- Task requirements:
Check every line of the data below for the word "detect". Copy the ones that have it.

- Provided information:

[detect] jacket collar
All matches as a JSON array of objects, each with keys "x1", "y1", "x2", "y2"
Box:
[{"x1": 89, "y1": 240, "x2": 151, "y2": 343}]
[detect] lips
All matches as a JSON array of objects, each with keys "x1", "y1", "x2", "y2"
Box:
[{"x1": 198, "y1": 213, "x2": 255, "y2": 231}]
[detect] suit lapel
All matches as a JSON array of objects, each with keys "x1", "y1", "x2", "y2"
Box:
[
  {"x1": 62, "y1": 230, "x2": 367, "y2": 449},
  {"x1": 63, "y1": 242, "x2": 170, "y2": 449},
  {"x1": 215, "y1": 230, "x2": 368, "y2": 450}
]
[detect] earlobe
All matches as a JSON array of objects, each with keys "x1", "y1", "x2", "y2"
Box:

* * *

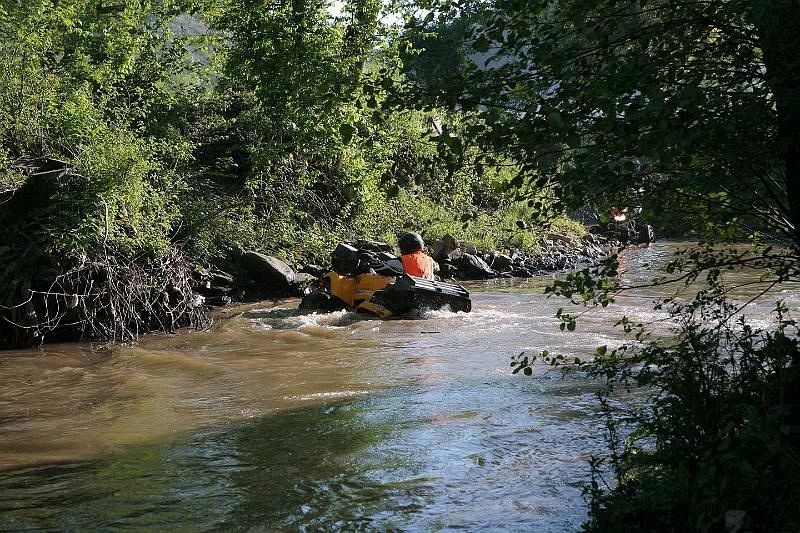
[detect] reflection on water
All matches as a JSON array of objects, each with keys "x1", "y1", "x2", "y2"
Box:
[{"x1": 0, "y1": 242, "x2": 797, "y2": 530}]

- Answer box:
[detect] jacket collar
[detect] lips
[detect] suit lapel
[detect] earlobe
[detect] reflection on water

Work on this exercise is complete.